> Task details
Exactly as written, transcribe each record below.

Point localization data
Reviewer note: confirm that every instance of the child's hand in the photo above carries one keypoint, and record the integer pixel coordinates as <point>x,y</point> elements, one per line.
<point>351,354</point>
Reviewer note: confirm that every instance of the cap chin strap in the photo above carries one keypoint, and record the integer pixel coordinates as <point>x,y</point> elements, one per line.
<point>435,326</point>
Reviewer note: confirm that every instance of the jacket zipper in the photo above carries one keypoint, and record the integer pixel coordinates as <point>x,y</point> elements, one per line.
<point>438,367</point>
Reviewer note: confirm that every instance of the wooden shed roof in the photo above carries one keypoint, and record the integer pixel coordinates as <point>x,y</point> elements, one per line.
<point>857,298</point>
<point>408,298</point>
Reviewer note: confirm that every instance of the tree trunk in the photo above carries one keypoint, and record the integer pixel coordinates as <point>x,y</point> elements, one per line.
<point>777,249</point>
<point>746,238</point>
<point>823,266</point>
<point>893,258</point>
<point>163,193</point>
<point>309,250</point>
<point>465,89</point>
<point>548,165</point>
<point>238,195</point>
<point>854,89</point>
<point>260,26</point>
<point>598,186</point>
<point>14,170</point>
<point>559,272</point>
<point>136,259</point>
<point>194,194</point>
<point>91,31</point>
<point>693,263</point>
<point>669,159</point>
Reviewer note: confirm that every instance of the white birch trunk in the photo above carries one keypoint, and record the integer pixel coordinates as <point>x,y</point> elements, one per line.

> Completed exercise
Reviewer note: confirm that every instance of the child's hand in the photo above carries one keypoint, and record the integer pixel coordinates as <point>x,y</point> elements, one per line.
<point>351,354</point>
Reviewer note: confirm that every instance of the cap chin strap in the photo above carries one keypoint, and record the integer pixel coordinates as <point>x,y</point> elements, one per line.
<point>435,326</point>
Reviewer note: confirm that every instance of the jacket zipper in the photo above carries one keypoint, and record the integer pixel coordinates as <point>x,y</point> elements, one per line.
<point>438,367</point>
Reviewer note: confirm that every instance of the wooden shed roof in the photo above carries one keypoint, and record the integer pixel coordinates as <point>x,y</point> elements, one per line.
<point>857,298</point>
<point>408,298</point>
Reviewer note: confirm that every instance of the tree trunk in the photo above carries one keypoint, and record the integer pixel coordinates as <point>x,y</point> elements, one per line.
<point>777,249</point>
<point>746,238</point>
<point>823,266</point>
<point>893,258</point>
<point>163,193</point>
<point>309,250</point>
<point>465,89</point>
<point>548,165</point>
<point>238,195</point>
<point>854,89</point>
<point>260,26</point>
<point>598,186</point>
<point>14,170</point>
<point>559,272</point>
<point>136,259</point>
<point>194,194</point>
<point>91,31</point>
<point>693,263</point>
<point>669,159</point>
Reviewer note: confirm that every instance of the white birch trunk in the photo above carries one keypoint, and record the integer pixel coordinates as <point>x,y</point> elements, one per line.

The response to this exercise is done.